- _Aim of the exercise_: Every record below is to be retyped exactly.

- _Supplied records_:
● ● ● ● ●

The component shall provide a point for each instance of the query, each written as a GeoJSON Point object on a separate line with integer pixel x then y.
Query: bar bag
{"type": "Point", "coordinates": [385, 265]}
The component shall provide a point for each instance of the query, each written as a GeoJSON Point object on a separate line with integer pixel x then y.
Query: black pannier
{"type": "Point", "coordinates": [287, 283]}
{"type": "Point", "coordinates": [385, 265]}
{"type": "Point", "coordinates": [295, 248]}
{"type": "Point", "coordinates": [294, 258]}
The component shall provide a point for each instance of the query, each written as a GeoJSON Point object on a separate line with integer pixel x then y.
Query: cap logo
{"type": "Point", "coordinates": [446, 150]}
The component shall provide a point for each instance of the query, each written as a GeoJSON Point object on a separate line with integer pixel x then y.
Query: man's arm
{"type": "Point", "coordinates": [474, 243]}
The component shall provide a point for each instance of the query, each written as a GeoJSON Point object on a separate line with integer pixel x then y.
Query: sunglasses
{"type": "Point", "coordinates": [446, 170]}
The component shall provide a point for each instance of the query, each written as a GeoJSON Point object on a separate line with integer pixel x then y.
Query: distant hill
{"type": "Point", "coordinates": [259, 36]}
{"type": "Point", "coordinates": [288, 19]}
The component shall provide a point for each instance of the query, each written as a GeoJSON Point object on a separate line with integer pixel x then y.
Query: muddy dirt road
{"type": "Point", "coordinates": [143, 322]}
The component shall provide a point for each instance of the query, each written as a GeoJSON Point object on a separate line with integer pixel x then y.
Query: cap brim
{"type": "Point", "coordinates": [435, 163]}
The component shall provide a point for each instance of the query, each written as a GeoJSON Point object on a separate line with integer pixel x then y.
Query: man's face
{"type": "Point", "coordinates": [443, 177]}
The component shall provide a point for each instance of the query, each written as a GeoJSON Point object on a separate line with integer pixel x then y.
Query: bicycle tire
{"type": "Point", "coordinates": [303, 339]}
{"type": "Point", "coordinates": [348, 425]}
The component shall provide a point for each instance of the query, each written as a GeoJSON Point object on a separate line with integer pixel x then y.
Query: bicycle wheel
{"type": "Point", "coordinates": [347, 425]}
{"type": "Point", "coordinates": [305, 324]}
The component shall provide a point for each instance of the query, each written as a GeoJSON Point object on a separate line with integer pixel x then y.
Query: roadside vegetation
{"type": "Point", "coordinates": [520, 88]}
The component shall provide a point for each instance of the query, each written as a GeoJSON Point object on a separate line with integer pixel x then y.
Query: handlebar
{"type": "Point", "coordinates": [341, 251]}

● ● ● ● ●

- _Problem solution_:
The component shall provide a point for each instance of the query, each written as a GeoJSON Point object on a separate line with integer pixel x then y.
Query: bar bag
{"type": "Point", "coordinates": [385, 265]}
The component shall provide a point for each instance of the query, each written as a GeoJSON Point object on a separate line with integer pixel x then y.
Query: black pannier
{"type": "Point", "coordinates": [287, 283]}
{"type": "Point", "coordinates": [385, 265]}
{"type": "Point", "coordinates": [295, 248]}
{"type": "Point", "coordinates": [294, 258]}
The component shall provide a point for each instance of the query, each written as a GeoJSON Point object on a separate line with integer pixel x then y.
Query: cap logo
{"type": "Point", "coordinates": [446, 150]}
The component shall provide a point for each instance of the query, each written as a GeoJSON Point object on a separate line with integer pixel x then y.
Query: man's arm
{"type": "Point", "coordinates": [474, 243]}
The component shall provide a point for each instance of the query, each written as a GeoJSON Point object on a separate line with integer pixel x then y.
Query: sunglasses
{"type": "Point", "coordinates": [446, 170]}
The component shall provide a point for each instance of the query, each written as a GeoJSON Point object on a separate line with integer pixel x then y.
Query: distant hill
{"type": "Point", "coordinates": [259, 36]}
{"type": "Point", "coordinates": [288, 19]}
The component shall provide a point for each instance of the query, each written as a GeoJSON Point object on a separate line with integer pixel x then y.
Query: muddy dirt road
{"type": "Point", "coordinates": [143, 322]}
The component shall provide a point for each instance of the query, each written as a GeoJSON Point object on a separate line with integer pixel x then y.
Query: cap brim
{"type": "Point", "coordinates": [435, 163]}
The component shall provide a point for each instance of the query, each written as a GeoJSON Point object on a separate line with integer pixel x then y.
Query: man's face
{"type": "Point", "coordinates": [443, 177]}
The component shall provide a point for each instance of the query, each written as a GeoJSON Point object on a separate line with integer pixel x then y.
Query: bicycle tire
{"type": "Point", "coordinates": [303, 339]}
{"type": "Point", "coordinates": [348, 425]}
The component shall provide a point for each instance of the query, each written as a GeoJSON Point object on a separate line with integer pixel x then y.
Query: bicycle wheel
{"type": "Point", "coordinates": [347, 425]}
{"type": "Point", "coordinates": [305, 324]}
The component shall provide a point for each instance of the query, each written as a GeoJSON Point object on a separate line with integer pixel x then y.
Query: roadside vegetation
{"type": "Point", "coordinates": [520, 88]}
The component shall provide a point for each instance of the query, each written as a GeoJSON Point object on a separate line with integer pixel x then y.
Query: handlebar
{"type": "Point", "coordinates": [341, 251]}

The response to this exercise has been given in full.